▶ _Your task_
Copy out word for word the lines that begin with the one containing "Objective — locate the concrete" and run through the last line, and nothing else.

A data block
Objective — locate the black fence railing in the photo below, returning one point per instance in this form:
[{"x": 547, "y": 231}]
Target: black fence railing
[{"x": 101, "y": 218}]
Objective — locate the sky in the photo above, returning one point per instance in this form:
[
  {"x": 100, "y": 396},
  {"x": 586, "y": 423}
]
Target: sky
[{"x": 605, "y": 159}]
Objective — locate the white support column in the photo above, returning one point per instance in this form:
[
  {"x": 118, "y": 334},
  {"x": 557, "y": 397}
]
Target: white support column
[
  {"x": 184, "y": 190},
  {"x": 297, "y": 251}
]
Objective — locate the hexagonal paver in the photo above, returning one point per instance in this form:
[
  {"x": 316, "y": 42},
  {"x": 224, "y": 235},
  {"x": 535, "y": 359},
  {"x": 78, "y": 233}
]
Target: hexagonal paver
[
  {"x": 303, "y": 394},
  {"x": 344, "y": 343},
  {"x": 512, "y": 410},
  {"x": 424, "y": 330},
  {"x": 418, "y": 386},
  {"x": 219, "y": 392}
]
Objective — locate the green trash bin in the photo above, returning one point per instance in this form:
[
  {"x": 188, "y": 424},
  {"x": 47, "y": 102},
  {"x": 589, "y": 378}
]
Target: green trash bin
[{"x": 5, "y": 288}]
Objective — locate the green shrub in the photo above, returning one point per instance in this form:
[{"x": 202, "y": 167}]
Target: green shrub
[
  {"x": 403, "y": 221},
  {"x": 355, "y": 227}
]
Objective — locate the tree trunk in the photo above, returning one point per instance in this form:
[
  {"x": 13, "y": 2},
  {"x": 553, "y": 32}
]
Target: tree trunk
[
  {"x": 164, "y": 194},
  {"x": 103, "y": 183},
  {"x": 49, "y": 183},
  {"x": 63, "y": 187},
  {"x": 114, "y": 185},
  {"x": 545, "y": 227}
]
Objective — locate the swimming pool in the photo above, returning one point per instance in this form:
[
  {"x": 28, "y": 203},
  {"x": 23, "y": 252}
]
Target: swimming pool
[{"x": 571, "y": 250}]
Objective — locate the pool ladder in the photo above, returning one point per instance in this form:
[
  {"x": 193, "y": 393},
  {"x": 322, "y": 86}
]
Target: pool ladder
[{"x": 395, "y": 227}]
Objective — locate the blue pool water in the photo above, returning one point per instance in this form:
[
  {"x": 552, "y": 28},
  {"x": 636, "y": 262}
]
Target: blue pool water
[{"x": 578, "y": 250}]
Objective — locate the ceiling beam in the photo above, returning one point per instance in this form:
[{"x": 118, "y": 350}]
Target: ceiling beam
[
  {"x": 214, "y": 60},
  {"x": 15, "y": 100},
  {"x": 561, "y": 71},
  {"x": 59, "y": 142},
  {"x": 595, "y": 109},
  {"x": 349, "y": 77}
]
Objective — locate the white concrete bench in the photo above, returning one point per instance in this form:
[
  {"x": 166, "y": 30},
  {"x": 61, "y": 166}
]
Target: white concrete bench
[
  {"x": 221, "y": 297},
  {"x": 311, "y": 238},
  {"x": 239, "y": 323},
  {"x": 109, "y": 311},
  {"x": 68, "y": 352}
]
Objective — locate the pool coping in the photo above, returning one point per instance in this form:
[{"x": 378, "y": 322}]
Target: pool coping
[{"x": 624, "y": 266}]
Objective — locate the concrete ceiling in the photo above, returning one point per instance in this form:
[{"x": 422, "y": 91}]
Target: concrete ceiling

▶ _Solution for this exercise_
Objective — locate the concrete ceiling in the photo above, returning one point per instance in this form:
[{"x": 422, "y": 91}]
Target: concrete ceiling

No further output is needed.